→ AIM OF THE EXERCISE: Write out all the lines again, precisely as they stand, but without the images.

→ INPUT DATA:
╔══
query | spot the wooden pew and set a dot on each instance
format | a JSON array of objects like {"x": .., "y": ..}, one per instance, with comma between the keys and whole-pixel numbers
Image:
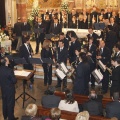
[
  {"x": 81, "y": 98},
  {"x": 65, "y": 114}
]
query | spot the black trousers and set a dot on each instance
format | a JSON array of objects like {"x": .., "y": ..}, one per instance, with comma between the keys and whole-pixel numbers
[
  {"x": 105, "y": 81},
  {"x": 39, "y": 40},
  {"x": 47, "y": 74},
  {"x": 29, "y": 67},
  {"x": 8, "y": 103}
]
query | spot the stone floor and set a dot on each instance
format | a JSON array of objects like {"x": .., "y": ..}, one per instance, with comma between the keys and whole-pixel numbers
[{"x": 37, "y": 92}]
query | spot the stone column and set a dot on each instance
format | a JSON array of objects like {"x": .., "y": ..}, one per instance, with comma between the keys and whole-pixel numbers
[{"x": 21, "y": 8}]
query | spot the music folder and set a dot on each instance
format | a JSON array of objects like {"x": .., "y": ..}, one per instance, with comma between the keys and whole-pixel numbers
[
  {"x": 98, "y": 75},
  {"x": 47, "y": 60},
  {"x": 101, "y": 65},
  {"x": 35, "y": 60},
  {"x": 20, "y": 61},
  {"x": 63, "y": 67},
  {"x": 60, "y": 73}
]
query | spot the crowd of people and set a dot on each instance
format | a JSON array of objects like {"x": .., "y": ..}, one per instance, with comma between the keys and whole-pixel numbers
[{"x": 82, "y": 57}]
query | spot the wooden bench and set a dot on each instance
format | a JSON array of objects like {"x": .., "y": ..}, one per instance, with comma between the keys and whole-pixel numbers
[
  {"x": 65, "y": 114},
  {"x": 81, "y": 98}
]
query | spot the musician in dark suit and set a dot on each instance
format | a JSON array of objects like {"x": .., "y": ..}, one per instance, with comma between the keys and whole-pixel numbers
[
  {"x": 41, "y": 34},
  {"x": 117, "y": 50},
  {"x": 92, "y": 54},
  {"x": 105, "y": 56},
  {"x": 93, "y": 106},
  {"x": 115, "y": 87},
  {"x": 50, "y": 100},
  {"x": 66, "y": 42},
  {"x": 17, "y": 31},
  {"x": 115, "y": 26},
  {"x": 82, "y": 76},
  {"x": 55, "y": 27},
  {"x": 93, "y": 35},
  {"x": 113, "y": 108},
  {"x": 61, "y": 56},
  {"x": 74, "y": 44},
  {"x": 7, "y": 83},
  {"x": 25, "y": 25},
  {"x": 3, "y": 53},
  {"x": 27, "y": 52},
  {"x": 111, "y": 38},
  {"x": 47, "y": 53}
]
╚══
→ SOLUTION TO THIS EXERCISE:
query | spot the wooden pew and set a dot on each instance
format | a JSON array of objects like {"x": .., "y": ..}, one per instance, with comma between the keys and whole-pixel numbers
Image:
[
  {"x": 81, "y": 98},
  {"x": 65, "y": 114}
]
query | spot the black trousers and set a dot on each instance
format | a JSON array of objects like {"x": .., "y": ..}, one per instance, with comma between the keys and whole-pixel numbers
[
  {"x": 105, "y": 81},
  {"x": 39, "y": 40},
  {"x": 47, "y": 74},
  {"x": 29, "y": 67},
  {"x": 8, "y": 103}
]
query | spot the stone floor and set a dot on each instance
format | a JSON array of objects like {"x": .., "y": ..}, one per instance, with comma between the keys and whole-pixel numbers
[{"x": 37, "y": 92}]
query | spot the stone column and set a dot on each instance
format | a JSON array of objects like {"x": .., "y": ..}, one per instance, with comma between the keys and whole-pixel numbers
[{"x": 21, "y": 8}]
query | spot the music folder and set a dot on each instance
format | a JSON array of objects like {"x": .., "y": ..}, one per instance, with comma between the keys and whole-pixel numbers
[
  {"x": 98, "y": 75},
  {"x": 47, "y": 60},
  {"x": 101, "y": 65},
  {"x": 35, "y": 60},
  {"x": 20, "y": 61},
  {"x": 63, "y": 67},
  {"x": 60, "y": 73}
]
query | spot the crowd of people and set a dot on each instance
format | a JSON array of objects like {"x": .., "y": ..}, one per instance, with comma between the keys and whole-pixel numbers
[{"x": 82, "y": 57}]
query | spot the wooden bench and set a dot on each instance
format | a JSON array of objects like {"x": .., "y": ..}, one per instance, with comma between the keys and whole-pixel numbers
[
  {"x": 65, "y": 114},
  {"x": 81, "y": 98}
]
query | spot the musician in dark suit and set a dot on each instance
format | a JSON array of objects like {"x": .., "y": ..}, one per instance, with comma between the keys and whole-pixel numbers
[
  {"x": 41, "y": 34},
  {"x": 117, "y": 50},
  {"x": 92, "y": 54},
  {"x": 105, "y": 56},
  {"x": 93, "y": 106},
  {"x": 115, "y": 87},
  {"x": 50, "y": 100},
  {"x": 66, "y": 42},
  {"x": 17, "y": 31},
  {"x": 115, "y": 26},
  {"x": 82, "y": 76},
  {"x": 55, "y": 27},
  {"x": 93, "y": 35},
  {"x": 113, "y": 108},
  {"x": 61, "y": 56},
  {"x": 74, "y": 44},
  {"x": 7, "y": 83},
  {"x": 25, "y": 25},
  {"x": 3, "y": 53},
  {"x": 27, "y": 52},
  {"x": 111, "y": 38},
  {"x": 47, "y": 53}
]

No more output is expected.